• **The problem**
Print all of the data below line for line, without changing anything.

━━━━

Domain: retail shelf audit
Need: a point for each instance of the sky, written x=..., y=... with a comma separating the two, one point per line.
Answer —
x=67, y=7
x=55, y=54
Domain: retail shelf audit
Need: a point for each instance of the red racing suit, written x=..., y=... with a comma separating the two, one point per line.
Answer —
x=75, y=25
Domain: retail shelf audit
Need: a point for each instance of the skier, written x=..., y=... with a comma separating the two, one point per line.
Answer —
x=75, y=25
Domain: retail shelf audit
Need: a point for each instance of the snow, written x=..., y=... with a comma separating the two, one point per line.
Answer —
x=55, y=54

━━━━

• **Response for this exercise**
Domain: retail shelf audit
Need: a point for each instance of the sky, written x=..., y=... with a comma separating the two, one point per line.
Answer —
x=67, y=7
x=55, y=54
Domain: retail shelf audit
Need: a point for each instance of the red racing suit, written x=..., y=... with a comma separating the two, one point per line.
Answer —
x=75, y=25
Domain: retail shelf audit
Need: a point for each instance of the skier, written x=..., y=... with a comma separating the two, one point per line.
Answer —
x=75, y=25
Domain: retail shelf audit
Need: a point for each instance of the snow, written x=..., y=... with a comma separating the two, one point per line.
Answer —
x=55, y=54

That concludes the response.